> _Document text_:
Scope of the self-defense/nonaggression myth and its relationship to other core myths
The self-defense/nonaggression myth is different in scope from the self-sacrifice and benevolence myths. Unlike
them, it is violable in patriotic messages:
it is possible to say that the US government has acted
without an attack or threat of attack upon America or Americans, but only if the US
government is said to be acting to help the population of another country. In other words,
the only case where the self-defense/nonaggression myth can be violated is a case where the benevolence myth is applied. Defense is thus a "puller" myth: its pull is not irresistible in patriotic
texts, but it does frequently exhibit a strong force anyway.
The self-defense/nonaggression myth and the changes to history
The US government's behaviors violate the self-defense/nonaggression myth. To conform to it,
US acts that are contrary to the myth are often
portrayed as defensive, as if the US or US troops were victims of violence or
threat of violence. Sometimes opaque factual changes perform the task, with threats
created, events removed, the order of events reversed, or entire cases omitted from the
commonly told story of a land or situation. At other times a transparent change of principle
is made, despite the necessity for radical deformation of ordinary thinking.

> _Source material_:
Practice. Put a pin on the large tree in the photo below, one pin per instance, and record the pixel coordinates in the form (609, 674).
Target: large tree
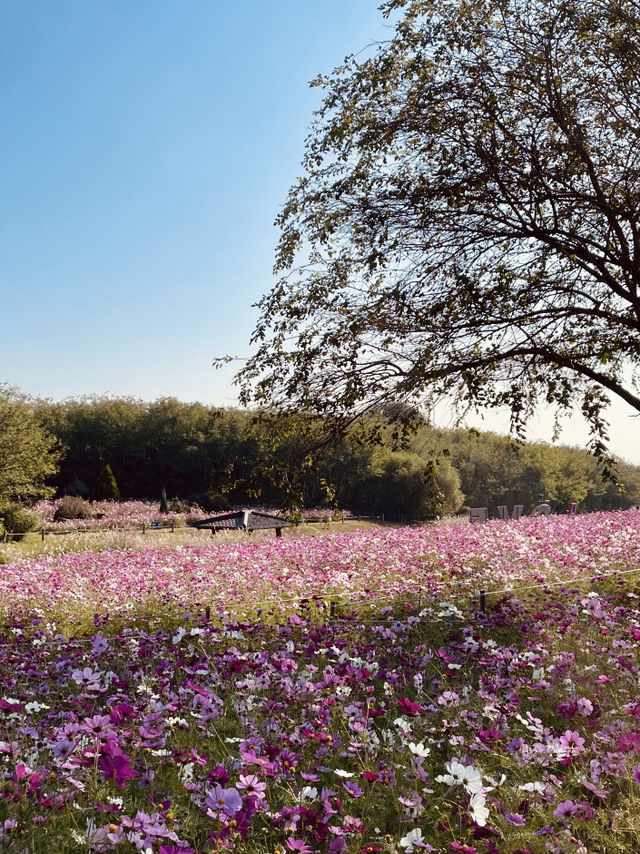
(468, 220)
(28, 454)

> _What you will do_:
1. Answer these questions from the text on the self-defense/nonaggression myth:
(a) In the only case where that myth can be violated, what is the US government said to be doing?
(b) What kind of myth does the text call defense?
(c) What four opaque factual changes does the text list?
2. Switch "patriotic" to "nationalist" and write out the stretch of the text on the self-defense/nonaggression myth from "Scope of the" through "strong force anyway.".
The listing isn't needed here.

> _Expected results_:
1.
(a) Acting to help the population of another country, which is the case where the benevolence myth is applied.
(b) A "puller" myth.
(c) Threats created, events removed, the order of events reversed, and entire cases omitted from the commonly told story of a land or situation.

2.
Scope of the self-defense/nonaggression myth and its relationship to other core myths
The self-defense/nonaggression myth is different in scope from the self-sacrifice and benevolence myths. Unlike
them, it is violable in nationalist messages:
it is possible to say that the US government has acted
without an attack or threat of attack upon America or Americans, but only if the US
government is said to be acting to help the population of another country. In other words,
the only case where the self-defense/nonaggression myth can be violated is a case where the benevolence myth is applied. Defense is thus a "puller" myth: its pull is not irresistible in nationalist
texts, but it does frequently exhibit a strong force anyway.